### Stated exercise
Put every line of the entries that follow into a numbered list, leaving out any blank lines.

### Records provided
▶

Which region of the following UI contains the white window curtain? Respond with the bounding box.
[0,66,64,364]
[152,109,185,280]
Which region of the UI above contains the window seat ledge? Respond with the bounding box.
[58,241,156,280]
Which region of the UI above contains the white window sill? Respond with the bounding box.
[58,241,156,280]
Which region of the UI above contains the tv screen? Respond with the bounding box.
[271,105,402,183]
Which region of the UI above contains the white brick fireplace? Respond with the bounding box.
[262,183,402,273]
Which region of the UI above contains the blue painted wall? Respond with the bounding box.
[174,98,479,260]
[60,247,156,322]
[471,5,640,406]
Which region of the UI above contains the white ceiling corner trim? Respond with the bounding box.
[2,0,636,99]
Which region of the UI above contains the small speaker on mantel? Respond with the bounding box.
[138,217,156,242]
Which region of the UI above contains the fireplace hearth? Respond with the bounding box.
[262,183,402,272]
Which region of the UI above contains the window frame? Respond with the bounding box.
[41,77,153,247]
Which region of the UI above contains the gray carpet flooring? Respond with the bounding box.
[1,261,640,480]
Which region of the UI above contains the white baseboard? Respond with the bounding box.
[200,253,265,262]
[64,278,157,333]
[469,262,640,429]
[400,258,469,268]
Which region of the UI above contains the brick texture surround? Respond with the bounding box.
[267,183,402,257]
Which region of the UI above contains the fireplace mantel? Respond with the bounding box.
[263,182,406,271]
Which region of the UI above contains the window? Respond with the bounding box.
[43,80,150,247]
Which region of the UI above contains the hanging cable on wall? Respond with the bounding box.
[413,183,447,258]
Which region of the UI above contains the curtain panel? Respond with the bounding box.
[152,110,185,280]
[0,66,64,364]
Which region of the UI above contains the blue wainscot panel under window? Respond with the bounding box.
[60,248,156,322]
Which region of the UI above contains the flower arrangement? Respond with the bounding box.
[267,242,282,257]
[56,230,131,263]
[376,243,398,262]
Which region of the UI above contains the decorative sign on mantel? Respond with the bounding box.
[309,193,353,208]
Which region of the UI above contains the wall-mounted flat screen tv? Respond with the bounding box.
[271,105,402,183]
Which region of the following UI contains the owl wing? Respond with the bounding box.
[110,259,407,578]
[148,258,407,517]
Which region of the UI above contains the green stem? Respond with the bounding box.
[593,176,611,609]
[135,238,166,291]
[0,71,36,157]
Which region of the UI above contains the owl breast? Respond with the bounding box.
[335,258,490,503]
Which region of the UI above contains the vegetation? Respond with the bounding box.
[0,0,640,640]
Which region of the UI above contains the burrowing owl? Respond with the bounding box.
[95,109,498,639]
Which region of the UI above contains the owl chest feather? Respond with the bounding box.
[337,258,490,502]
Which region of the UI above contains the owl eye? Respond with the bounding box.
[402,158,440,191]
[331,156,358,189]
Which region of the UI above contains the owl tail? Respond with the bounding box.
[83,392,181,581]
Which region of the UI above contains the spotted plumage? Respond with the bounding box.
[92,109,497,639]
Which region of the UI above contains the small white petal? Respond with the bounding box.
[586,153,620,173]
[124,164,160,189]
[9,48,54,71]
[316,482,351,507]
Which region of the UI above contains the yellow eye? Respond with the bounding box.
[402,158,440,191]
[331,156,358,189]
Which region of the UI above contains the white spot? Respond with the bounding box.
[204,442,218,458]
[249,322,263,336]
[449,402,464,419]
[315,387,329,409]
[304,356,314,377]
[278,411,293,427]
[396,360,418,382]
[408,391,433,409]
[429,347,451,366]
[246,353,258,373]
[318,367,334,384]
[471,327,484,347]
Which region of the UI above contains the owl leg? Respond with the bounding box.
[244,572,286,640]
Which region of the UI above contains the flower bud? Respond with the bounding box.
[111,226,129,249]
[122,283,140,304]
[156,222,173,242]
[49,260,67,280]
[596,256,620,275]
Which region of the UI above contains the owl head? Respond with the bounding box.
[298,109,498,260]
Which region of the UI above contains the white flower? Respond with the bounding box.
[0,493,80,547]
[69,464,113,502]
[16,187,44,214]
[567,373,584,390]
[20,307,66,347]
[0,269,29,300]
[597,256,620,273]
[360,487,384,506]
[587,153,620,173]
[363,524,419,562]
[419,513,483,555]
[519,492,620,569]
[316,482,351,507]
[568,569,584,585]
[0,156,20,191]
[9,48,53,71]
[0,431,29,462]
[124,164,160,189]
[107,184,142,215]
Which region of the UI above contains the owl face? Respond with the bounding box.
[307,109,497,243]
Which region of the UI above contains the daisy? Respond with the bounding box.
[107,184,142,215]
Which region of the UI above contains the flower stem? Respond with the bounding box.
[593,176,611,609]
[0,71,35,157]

◀

### Answer to this task
1. Which region of the following UI contains the white window curtain? Respond with the bounding box.
2. [0,66,64,364]
3. [152,109,185,280]
4. Which region of the UI above contains the window seat ledge? Respond with the bounding box.
5. [58,241,156,280]
6. Which region of the UI above contains the white window sill? Respond with the bounding box.
7. [58,241,156,280]
8. Which region of the UI above contains the tv screen? Respond with the bounding box.
9. [271,105,402,183]
10. Which region of the UI above contains the white brick fireplace? Respond with the bounding box.
11. [262,183,402,273]
12. Which region of the UI above contains the blue painted wall? Respond with the bounding box.
13. [174,98,479,260]
14. [60,247,156,322]
15. [471,5,640,406]
16. Which region of the UI above contains the white ceiling corner trim? Respond with the bounding box.
17. [2,0,636,99]
18. Which region of the UI above contains the small speaker on mantel? Respond with the bounding box.
19. [138,217,156,242]
20. Which region of the UI above contains the fireplace hearth? Respond with the bounding box.
21. [262,183,402,272]
22. Which region of the UI above contains the window frame? Respond with the bounding box.
23. [41,77,153,247]
24. Which region of the UI above contains the gray carpet flooring? Respond with the bounding box.
25. [1,261,640,480]
26. Which region of the UI above contains the white baseboard? Respond with the bounding box.
27. [200,253,265,262]
28. [64,278,157,333]
29. [469,262,640,429]
30. [400,258,469,268]
31. Which region of the UI above contains the brick texture surround? Respond with the bounding box.
32. [267,183,402,257]
33. Which region of the UI above contains the fireplace mantel? Respond with the bounding box.
34. [263,182,406,271]
35. Which region of the UI above contains the window? Respond with the bounding box.
36. [43,80,150,247]
37. Which region of the UI above contains the hanging cable on wall? Respond with the bounding box.
38. [413,183,447,258]
39. Which region of the UI above contains the curtain panel? Respond with the bounding box.
40. [152,110,185,280]
41. [0,66,64,364]
42. Which region of the UI above contains the blue wainscot panel under window? Respond with the bounding box.
43. [60,248,156,322]
44. Which region of the UI above contains the flower arrangement? Respond with the bounding box.
45. [267,242,282,257]
46. [56,230,131,263]
47. [376,243,398,262]
48. Which region of the UI above contains the decorative sign on mantel? Respond with the bounding box.
49. [309,193,353,208]
50. Which region of the UI above contains the wall-mounted flat screen tv? Respond with the bounding box.
51. [271,105,402,183]
52. Which region of the following UI contains the owl wing? Respond with the bounding box.
53. [110,259,407,578]
54. [148,258,407,517]
55. Which region of the UI above contains the green stem? Respond with the bounding box.
56. [593,176,611,609]
57. [135,238,166,291]
58. [0,71,36,157]
59. Which region of the UI above contains the owl breast? Respond with the bounding box.
60. [335,258,490,503]
61. Which region of the UI above contains the vegetation? Respond with the bounding box.
62. [0,0,640,640]
63. Which region of the UI above contains the burrowing owl? Respond with the bounding box.
64. [95,109,498,639]
65. Which region of the UI above contains the owl chest feather? Respond with the bounding box.
66. [337,258,490,502]
67. Which region of the UI above contains the owl eye? Respond with the bounding box.
68. [402,158,440,191]
69. [331,156,358,189]
70. Which region of the UI above contains the owl tail? Respond with the bounding box.
71. [83,392,181,581]
72. Which region of the UI above contains the spotted plumage? Respond with the bounding box.
73. [92,109,497,639]
74. Which region of the UI above contains the small white petal? Respond with the bounding box.
75. [586,153,620,173]
76. [124,164,160,189]
77. [9,48,54,71]
78. [316,482,351,507]
79. Which region of the UI above contains the yellow eye? Respond with the bounding box.
80. [402,158,440,191]
81. [331,156,358,189]
82. Which region of the UI above contains the white spot? Respond with the bounding box.
83. [204,442,218,458]
84. [249,322,263,336]
85. [449,402,464,419]
86. [315,387,329,409]
87. [304,356,314,377]
88. [278,411,293,427]
89. [396,360,418,382]
90. [408,391,433,409]
91. [429,347,451,366]
92. [246,353,258,373]
93. [318,367,334,384]
94. [471,327,484,347]
95. Which region of the UI above contains the owl leg? Respond with the bounding box.
96. [244,572,286,640]
97. Which region of the UI above contains the flower bud? Respond with the bounding box.
98. [111,226,129,249]
99. [122,283,140,304]
100. [156,222,173,242]
101. [49,260,67,280]
102. [596,256,620,275]
103. Which region of the UI above contains the owl head? Respond with the bounding box.
104. [298,109,498,260]
105. Which region of the UI above contains the white flower? Respond with the bounding box.
106. [0,493,80,547]
107. [69,464,113,502]
108. [16,187,44,214]
109. [567,373,584,390]
110. [20,307,66,347]
111. [0,269,29,300]
112. [597,256,620,273]
113. [360,487,384,506]
114. [587,153,620,173]
115. [363,524,419,562]
116. [419,513,483,555]
117. [519,492,620,569]
118. [316,482,351,507]
119. [568,569,584,585]
120. [0,156,20,191]
121. [9,48,53,71]
122. [0,431,29,462]
123. [124,164,160,189]
124. [107,184,142,215]
125. Which region of the UI above contains the owl face? Respond with the bounding box.
126. [307,109,497,243]
127. Which region of the UI above contains the daisy? Respond with the bounding box.
128. [107,184,142,215]
129. Which region of the UI above contains the flower stem? Respond with the bounding box.
130. [593,176,611,609]
131. [0,71,35,157]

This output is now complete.